医療現場の課題

日本では国民皆保険制度のもと、あらゆる人が質の高い医療サービスを受けることができます。しかし医療の現場は深刻な人手不足など様々な課題に直面しています。このような厳しい状況をどのように切り抜けて行けばよいのでしょうか。今回は日本の医療業界の現状と課題に焦点を当て、今後の動向も含めて詳しく解説していきます。

 

少子高齢化時代を支える医療業界の現状とは?

 

医療業界には病院や診療所、薬局などの医療機関だけでなく、製薬会社※や医療機器・衛生用品のメーカー、医療関連の流通業界なども含まれます。まずは、それぞれの現場の現状や課題について見ていきましょう。

 

医療機関の現状

 

日本の医療機関の経営状況は全体的にはあまり良いとは言えず、日本にある病院の4割が赤字経営であるといわれています。超高齢化に伴い医療費の抑制が進められていることもあり、病院の経営は今後さらに厳しい状況になることが予測されます。

> **課題の指示**: 医療現場の課題についての文章を、「日本では国民皆保険制度のもと」から「少子高齢化時代を支える医療業界の現状とは?」までのすべてにわたって、「人手不足」を「人材不足」に置き換えて書き直してもらえますか?

> **提供情報**:
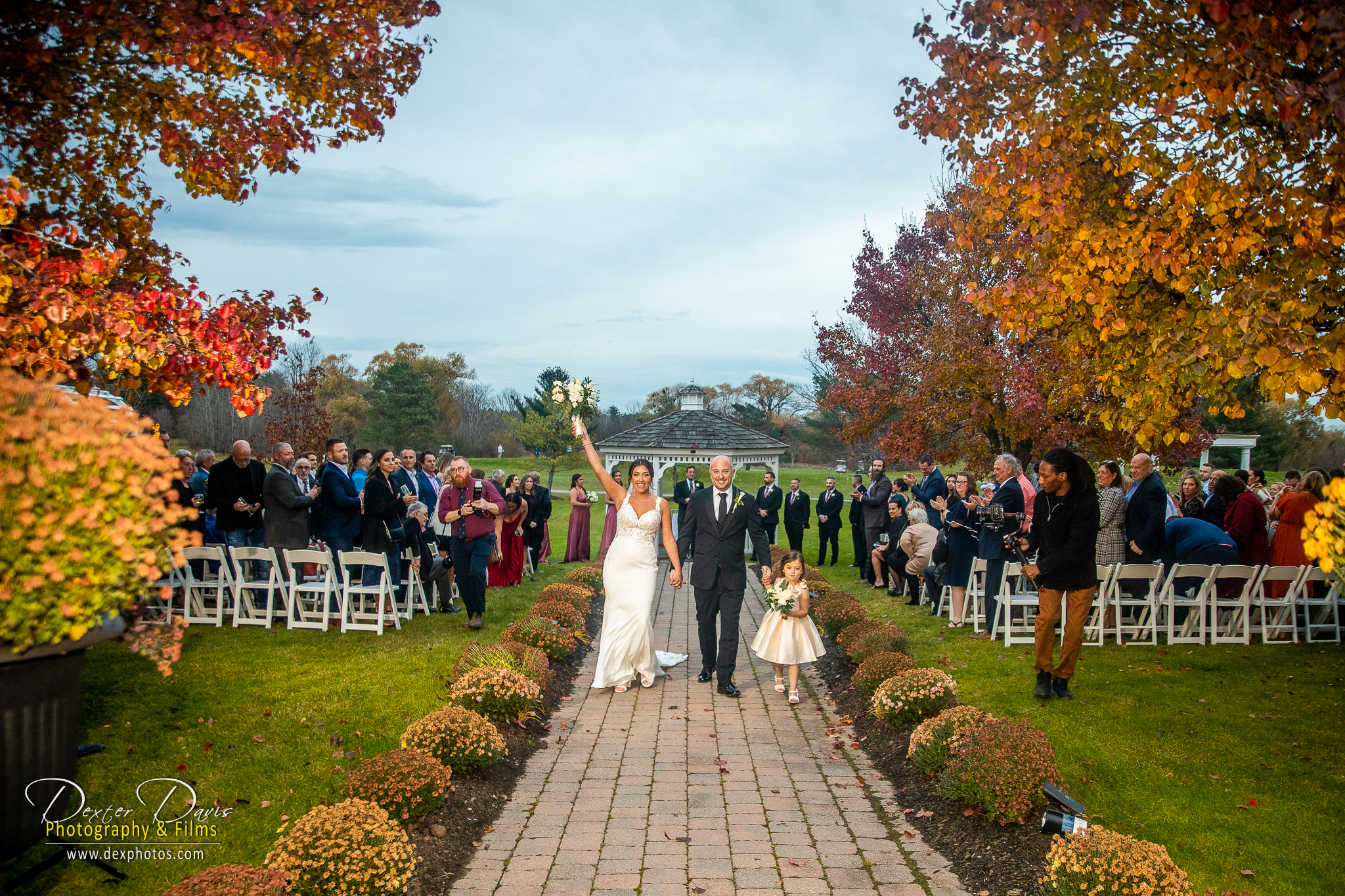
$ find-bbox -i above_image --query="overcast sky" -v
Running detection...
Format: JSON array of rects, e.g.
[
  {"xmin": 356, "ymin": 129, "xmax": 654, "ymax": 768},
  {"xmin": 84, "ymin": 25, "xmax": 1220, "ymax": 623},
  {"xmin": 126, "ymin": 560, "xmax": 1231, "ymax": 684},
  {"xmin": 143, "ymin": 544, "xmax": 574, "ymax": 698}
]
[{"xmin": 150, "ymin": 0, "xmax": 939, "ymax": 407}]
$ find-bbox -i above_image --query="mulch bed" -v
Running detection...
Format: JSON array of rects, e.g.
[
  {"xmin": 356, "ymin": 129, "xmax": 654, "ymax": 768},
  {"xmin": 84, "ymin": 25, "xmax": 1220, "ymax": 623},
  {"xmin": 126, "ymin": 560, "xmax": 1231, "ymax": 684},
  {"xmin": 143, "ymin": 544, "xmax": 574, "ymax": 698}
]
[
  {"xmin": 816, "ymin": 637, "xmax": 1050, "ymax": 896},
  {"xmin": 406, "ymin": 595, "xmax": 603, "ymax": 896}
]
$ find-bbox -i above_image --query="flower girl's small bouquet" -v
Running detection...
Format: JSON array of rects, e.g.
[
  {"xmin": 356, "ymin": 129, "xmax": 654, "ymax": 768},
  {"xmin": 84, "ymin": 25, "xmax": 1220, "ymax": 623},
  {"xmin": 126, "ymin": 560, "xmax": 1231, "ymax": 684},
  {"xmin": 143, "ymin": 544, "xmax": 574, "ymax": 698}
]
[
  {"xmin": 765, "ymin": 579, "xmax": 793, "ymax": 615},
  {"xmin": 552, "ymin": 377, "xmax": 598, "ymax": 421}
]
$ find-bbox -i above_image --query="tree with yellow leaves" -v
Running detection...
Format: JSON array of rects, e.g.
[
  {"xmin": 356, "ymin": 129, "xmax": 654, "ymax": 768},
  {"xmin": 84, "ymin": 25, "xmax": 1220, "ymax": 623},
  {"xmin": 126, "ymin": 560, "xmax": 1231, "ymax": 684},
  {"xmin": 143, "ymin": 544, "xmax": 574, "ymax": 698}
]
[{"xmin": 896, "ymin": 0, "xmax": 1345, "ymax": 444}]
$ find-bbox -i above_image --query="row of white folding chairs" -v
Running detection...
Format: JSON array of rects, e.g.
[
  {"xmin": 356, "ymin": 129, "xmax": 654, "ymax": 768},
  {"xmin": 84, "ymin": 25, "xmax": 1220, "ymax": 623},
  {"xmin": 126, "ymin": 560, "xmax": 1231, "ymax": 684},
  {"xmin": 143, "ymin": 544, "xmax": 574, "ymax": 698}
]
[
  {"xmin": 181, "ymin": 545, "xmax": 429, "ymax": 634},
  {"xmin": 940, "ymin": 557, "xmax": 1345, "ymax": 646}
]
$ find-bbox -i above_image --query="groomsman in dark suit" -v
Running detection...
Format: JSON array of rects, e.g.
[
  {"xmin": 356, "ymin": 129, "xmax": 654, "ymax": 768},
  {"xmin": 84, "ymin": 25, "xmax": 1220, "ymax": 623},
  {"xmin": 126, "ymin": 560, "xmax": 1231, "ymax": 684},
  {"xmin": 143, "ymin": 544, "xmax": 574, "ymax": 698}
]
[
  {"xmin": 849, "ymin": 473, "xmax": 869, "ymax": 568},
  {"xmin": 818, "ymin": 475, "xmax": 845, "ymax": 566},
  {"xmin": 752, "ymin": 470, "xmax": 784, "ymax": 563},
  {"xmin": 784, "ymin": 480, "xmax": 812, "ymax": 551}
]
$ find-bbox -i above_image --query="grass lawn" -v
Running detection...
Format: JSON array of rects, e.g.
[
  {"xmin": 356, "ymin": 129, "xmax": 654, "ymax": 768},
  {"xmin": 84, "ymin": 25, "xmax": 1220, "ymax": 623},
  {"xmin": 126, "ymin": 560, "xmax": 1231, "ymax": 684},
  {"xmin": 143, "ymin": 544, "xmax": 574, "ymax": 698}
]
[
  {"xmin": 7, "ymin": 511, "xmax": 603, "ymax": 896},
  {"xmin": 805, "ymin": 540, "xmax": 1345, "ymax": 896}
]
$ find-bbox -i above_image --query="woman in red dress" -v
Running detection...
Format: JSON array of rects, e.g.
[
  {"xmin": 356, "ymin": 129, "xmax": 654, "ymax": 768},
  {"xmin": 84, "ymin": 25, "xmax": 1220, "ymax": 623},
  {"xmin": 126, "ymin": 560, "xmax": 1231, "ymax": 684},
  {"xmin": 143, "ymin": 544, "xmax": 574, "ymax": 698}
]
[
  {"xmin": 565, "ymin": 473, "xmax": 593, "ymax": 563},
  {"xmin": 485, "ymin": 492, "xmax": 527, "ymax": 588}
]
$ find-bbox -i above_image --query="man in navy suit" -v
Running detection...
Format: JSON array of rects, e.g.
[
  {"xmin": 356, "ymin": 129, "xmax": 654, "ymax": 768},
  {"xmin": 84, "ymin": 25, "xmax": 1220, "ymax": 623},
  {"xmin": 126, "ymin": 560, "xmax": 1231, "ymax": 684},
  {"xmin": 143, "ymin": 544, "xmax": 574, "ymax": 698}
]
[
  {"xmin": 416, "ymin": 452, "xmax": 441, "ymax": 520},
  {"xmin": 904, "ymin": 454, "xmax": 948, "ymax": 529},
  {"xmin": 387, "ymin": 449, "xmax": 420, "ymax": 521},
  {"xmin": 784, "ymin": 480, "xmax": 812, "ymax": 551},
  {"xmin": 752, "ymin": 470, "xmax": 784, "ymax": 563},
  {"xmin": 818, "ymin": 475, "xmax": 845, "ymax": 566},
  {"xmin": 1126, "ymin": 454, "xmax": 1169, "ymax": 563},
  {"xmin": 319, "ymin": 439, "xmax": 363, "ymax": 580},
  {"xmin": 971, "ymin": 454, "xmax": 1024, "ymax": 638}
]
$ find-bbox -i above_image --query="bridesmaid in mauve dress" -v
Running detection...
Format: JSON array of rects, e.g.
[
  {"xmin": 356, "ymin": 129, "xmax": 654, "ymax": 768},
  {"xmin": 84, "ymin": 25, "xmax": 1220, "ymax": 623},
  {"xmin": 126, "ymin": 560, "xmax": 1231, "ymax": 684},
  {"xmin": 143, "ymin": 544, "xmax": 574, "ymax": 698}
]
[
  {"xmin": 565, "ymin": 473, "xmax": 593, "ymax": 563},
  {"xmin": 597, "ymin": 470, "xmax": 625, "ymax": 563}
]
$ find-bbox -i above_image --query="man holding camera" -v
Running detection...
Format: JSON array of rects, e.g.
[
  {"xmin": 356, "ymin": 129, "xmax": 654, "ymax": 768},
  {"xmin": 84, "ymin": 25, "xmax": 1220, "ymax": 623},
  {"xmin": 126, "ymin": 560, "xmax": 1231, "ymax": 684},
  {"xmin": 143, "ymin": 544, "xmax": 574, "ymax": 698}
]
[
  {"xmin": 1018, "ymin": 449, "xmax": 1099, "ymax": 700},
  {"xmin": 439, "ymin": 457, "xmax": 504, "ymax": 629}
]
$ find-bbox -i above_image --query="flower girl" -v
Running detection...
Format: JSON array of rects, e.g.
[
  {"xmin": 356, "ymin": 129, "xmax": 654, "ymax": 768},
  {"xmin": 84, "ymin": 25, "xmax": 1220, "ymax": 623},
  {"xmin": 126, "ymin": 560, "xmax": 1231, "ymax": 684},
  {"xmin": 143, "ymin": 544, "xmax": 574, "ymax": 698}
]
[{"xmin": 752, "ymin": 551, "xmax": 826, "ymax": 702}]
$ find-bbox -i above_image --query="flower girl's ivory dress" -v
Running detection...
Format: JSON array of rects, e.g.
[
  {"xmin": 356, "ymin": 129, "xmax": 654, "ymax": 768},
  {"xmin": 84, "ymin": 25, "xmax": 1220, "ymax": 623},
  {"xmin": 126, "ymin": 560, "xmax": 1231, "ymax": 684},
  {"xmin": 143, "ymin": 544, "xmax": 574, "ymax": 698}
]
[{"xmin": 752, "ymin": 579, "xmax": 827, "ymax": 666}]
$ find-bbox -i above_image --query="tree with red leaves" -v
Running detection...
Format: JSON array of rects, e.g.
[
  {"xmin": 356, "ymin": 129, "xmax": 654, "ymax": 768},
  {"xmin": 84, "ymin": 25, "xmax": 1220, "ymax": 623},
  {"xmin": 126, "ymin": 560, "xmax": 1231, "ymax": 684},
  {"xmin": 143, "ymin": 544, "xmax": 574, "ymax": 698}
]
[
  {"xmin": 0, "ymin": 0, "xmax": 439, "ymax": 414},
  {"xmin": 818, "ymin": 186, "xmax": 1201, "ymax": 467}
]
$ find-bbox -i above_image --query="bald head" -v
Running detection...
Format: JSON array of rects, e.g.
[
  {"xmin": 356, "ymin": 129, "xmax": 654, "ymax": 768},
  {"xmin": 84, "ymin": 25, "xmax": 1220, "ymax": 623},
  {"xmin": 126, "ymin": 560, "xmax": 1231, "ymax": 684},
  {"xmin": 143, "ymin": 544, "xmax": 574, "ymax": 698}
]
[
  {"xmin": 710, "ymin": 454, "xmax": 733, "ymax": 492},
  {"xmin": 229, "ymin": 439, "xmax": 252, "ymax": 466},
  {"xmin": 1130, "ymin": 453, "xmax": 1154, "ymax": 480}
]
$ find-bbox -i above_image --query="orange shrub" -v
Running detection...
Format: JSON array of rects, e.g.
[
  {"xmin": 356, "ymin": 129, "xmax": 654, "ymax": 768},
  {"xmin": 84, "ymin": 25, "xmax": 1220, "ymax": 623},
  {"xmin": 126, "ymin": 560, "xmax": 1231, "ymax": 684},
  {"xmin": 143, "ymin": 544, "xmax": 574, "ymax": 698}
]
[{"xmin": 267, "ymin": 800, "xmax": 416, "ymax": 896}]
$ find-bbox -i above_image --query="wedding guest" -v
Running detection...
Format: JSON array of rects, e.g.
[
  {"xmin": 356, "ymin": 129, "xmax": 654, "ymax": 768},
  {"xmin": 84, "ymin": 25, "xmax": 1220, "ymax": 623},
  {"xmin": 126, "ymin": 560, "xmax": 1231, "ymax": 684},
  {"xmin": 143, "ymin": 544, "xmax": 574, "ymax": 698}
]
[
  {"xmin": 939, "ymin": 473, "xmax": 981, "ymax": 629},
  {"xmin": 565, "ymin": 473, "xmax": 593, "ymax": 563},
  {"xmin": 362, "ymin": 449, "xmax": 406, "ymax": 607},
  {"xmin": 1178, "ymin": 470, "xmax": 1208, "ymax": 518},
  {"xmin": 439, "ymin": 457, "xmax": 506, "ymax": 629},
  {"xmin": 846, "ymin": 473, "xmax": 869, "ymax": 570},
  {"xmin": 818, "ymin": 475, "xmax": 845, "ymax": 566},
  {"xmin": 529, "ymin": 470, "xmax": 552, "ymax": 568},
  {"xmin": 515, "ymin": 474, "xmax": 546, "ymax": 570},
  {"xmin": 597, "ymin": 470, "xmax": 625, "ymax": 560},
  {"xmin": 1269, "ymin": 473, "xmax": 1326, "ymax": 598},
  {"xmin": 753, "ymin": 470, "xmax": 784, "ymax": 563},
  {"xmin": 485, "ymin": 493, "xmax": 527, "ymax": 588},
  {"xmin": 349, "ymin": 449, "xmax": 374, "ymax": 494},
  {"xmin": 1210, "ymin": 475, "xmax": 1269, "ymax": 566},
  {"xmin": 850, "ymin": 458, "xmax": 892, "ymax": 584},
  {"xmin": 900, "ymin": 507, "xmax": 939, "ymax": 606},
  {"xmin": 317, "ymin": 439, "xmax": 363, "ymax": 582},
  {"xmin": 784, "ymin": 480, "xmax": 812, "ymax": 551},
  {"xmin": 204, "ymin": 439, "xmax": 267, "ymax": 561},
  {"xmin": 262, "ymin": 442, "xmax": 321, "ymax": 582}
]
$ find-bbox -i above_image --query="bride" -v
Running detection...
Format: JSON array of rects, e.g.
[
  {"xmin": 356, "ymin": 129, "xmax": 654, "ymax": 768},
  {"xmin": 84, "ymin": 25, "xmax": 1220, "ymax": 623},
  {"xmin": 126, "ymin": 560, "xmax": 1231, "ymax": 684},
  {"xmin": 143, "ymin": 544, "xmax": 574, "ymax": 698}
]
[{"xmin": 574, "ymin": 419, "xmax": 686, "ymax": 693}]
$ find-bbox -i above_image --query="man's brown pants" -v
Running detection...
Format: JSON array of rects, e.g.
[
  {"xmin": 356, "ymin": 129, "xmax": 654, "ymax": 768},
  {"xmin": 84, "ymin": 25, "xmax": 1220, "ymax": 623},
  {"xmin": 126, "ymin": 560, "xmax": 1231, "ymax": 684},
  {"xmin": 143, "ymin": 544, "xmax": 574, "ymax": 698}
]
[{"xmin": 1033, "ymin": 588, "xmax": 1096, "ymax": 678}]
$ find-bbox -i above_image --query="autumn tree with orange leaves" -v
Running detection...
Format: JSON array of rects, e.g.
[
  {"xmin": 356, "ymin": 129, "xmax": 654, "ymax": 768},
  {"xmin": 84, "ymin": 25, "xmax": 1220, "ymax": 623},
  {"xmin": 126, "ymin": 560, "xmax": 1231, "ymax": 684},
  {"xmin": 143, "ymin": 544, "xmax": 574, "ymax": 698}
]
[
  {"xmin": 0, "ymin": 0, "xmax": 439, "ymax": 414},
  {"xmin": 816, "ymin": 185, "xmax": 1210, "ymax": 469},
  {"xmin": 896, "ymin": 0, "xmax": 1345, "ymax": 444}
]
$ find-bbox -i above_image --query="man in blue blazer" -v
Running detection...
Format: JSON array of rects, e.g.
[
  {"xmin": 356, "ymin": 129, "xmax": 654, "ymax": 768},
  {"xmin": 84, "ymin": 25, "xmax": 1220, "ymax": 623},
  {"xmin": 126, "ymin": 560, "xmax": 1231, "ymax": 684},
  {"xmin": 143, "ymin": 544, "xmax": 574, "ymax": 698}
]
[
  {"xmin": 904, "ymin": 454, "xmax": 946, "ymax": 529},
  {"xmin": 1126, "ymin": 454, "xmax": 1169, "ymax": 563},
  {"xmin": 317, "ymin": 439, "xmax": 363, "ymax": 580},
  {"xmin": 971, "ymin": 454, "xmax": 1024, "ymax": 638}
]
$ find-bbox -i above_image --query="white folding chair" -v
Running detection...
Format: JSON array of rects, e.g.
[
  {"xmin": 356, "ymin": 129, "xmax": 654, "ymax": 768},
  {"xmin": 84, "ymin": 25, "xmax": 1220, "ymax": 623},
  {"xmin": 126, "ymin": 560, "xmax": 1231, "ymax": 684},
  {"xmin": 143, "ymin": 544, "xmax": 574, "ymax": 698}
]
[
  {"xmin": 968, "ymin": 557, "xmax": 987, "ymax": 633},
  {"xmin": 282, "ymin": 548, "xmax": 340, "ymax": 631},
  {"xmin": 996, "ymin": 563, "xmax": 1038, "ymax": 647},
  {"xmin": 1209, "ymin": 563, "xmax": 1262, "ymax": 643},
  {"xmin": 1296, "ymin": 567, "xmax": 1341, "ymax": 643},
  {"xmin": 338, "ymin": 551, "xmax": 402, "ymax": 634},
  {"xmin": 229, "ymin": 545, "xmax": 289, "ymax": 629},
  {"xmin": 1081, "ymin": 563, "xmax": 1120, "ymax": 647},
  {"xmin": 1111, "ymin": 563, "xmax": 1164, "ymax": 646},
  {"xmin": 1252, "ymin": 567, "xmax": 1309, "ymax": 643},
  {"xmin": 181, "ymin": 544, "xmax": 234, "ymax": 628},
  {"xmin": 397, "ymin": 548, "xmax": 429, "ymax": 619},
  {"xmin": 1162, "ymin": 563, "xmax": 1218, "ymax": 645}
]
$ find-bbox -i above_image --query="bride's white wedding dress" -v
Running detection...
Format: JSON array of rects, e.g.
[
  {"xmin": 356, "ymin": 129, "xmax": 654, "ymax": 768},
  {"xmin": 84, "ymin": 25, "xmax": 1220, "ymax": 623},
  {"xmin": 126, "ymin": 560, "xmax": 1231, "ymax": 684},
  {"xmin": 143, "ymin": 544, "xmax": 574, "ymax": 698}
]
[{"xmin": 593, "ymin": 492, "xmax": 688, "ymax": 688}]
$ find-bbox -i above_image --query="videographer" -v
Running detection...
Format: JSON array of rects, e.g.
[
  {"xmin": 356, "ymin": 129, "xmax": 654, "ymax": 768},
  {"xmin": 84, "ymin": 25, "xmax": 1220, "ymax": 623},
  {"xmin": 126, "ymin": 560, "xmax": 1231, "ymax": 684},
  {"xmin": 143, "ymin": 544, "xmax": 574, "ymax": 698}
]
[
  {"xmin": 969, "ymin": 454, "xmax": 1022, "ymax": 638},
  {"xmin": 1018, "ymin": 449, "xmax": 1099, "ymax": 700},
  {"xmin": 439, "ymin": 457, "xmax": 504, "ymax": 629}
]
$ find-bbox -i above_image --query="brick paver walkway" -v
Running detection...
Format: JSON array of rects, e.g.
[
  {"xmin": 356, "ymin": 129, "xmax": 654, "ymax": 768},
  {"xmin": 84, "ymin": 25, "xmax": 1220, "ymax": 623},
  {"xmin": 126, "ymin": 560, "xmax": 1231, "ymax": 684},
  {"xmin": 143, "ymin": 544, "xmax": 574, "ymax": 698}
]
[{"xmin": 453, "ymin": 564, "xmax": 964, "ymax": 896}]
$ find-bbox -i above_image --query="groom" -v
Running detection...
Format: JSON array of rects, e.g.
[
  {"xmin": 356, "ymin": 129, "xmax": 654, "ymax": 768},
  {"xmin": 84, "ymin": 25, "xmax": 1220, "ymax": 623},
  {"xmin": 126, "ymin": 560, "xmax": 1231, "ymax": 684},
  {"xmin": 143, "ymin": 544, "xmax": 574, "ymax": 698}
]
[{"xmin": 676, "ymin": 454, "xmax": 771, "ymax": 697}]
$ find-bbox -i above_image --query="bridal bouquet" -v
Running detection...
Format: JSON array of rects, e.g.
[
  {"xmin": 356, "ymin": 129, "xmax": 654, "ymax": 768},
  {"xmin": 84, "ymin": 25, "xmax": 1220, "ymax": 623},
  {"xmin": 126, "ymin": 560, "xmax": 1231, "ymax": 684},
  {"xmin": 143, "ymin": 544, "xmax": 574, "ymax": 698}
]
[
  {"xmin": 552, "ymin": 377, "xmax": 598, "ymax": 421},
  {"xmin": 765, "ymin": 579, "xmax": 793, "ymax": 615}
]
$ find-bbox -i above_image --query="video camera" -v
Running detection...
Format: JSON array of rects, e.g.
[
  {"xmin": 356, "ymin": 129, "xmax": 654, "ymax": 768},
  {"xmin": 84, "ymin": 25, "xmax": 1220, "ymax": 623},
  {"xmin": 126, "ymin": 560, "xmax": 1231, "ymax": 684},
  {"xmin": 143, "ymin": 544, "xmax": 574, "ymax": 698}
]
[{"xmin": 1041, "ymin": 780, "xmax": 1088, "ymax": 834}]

> **記述解答**:
日本では国民皆保険制度のもと、あらゆる人が質の高い医療サービスを受けることができます。しかし医療の現場は深刻な人材不足など様々な課題に直面しています。このような厳しい状況をどのように切り抜けて行けばよいのでしょうか。今回は日本の医療業界の現状と課題に焦点を当て、今後の動向も含めて詳しく解説していきます。

 

少子高齢化時代を支える医療業界の現状とは?